Task item ::
From the listing below, copy only the lines from the line that contains "of the mountain" to the line that contains "the ski pole", counting those two lines as part of the copy.

Supplied data ::
__________________________________________________

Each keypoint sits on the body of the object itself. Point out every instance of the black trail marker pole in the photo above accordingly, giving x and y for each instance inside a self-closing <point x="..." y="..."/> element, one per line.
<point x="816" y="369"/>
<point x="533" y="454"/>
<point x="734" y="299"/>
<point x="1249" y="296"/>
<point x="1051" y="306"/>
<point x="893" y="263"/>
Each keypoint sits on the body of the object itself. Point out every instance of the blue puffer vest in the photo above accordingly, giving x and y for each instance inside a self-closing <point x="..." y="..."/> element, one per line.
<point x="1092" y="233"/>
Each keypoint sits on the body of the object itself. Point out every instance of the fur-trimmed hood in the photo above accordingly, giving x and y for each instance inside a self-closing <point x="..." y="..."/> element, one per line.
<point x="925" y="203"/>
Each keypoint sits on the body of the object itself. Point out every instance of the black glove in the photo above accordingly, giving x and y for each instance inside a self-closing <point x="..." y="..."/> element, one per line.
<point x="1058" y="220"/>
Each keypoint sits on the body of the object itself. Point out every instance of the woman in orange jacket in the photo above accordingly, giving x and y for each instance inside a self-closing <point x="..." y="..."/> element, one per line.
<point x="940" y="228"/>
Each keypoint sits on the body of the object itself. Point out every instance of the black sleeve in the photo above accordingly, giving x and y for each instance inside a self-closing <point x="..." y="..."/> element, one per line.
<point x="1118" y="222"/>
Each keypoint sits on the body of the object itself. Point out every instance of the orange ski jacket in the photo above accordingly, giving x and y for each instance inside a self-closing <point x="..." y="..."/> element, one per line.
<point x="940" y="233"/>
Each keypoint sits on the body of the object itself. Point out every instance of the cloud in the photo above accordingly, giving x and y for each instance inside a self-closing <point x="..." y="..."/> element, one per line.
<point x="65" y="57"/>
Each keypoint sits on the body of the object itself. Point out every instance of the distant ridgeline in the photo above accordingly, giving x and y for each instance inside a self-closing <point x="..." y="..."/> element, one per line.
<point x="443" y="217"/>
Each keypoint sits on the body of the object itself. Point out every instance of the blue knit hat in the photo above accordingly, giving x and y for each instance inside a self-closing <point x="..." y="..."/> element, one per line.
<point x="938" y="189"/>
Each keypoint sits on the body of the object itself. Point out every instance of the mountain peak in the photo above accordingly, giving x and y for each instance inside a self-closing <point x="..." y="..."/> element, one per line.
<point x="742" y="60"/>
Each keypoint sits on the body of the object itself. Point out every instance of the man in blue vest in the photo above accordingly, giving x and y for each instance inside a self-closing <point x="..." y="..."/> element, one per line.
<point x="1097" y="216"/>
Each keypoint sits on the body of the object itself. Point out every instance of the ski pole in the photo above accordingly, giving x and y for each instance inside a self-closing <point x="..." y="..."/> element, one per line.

__________________________________________________

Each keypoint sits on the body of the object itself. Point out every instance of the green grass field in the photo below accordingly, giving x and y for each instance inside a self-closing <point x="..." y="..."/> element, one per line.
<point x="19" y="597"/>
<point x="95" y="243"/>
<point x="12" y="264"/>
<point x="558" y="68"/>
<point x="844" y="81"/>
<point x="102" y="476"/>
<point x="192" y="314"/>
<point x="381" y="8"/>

__________________________________________________

Response area ::
Each keypoint sits on the body of the object itself. Point out every instance of the mountain peak in the photo above accordingly, giving x and y for each instance inside a self-closing <point x="..." y="..."/> element, one per line.
<point x="742" y="60"/>
Each keypoint sits on the body of the object itself. Point out every instance of the man in blue vest in the photo above accordingly, giving x and y for each instance inside a self-closing <point x="..." y="..."/> element, one per line.
<point x="1097" y="216"/>
Each keypoint sits on the body of the object itself. Point out every instance of the ski pole in the photo above accordingly, giving x and y for each instance inside a self-closing <point x="..." y="..."/> element, one per line.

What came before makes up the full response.